**Given instruction a**
Answer these questions about the library projects text, one per line:
(i) What is Gail Johnston's position?
(ii) What other name is given for the one-page tip sheets?
(iii) At which university do William Chassaing and Emily Thompson work?

Sometimes, we think projects have to be huge, expensive, and innovative to make a difference. But more often than not, it’s the simplest, cheapest,  and most traditional approaches that produce the needed results most efficiently. In this issue, we focus on relatively simple means to achieve important outcomes.

Take Texas A&M University–Commerce Libraries’ solution to provide better service and reduce staff time in lending out laptops to students by installing kiosks not only in the library but in other key campus locations. In her article, the associate director of libraries, Gail Johnston, runs through the technology and provides tips for succeeding in unmediated equipment loans.

William Chassaing and Emily Thompson, librarians at the University of Tennessee–Chattanooga, found the answer to reducing their queues of students asking for assistance with media creation projects by employing a tried-and-true library instructional method. By preparing a series of one-page tip sheets (aka pathfinders), they were able to handle the most common questions without having to personally answer the same ones over and over again.

**Given instruction b**
In the listing, quote the lines from the one containing "Locate the understory" through the one containing "[48, 31, 540, 359]", both included.

**Data entries**

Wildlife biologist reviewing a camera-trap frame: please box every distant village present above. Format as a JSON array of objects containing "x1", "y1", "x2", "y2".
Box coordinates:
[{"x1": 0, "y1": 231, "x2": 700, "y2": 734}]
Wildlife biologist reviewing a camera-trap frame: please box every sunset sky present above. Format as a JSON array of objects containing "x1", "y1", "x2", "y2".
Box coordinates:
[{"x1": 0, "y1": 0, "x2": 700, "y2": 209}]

---

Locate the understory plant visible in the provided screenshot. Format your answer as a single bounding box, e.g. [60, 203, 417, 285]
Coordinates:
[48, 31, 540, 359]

**Correct answer a**
(i) Associate director of libraries
(ii) Pathfinders
(iii) The University of Tennessee–Chattanooga

**Correct answer b**
Locate the understory plant visible in the provided screenshot. Format your answer as a single bounding box, e.g. [60, 203, 417, 285]
Coordinates:
[48, 31, 540, 359]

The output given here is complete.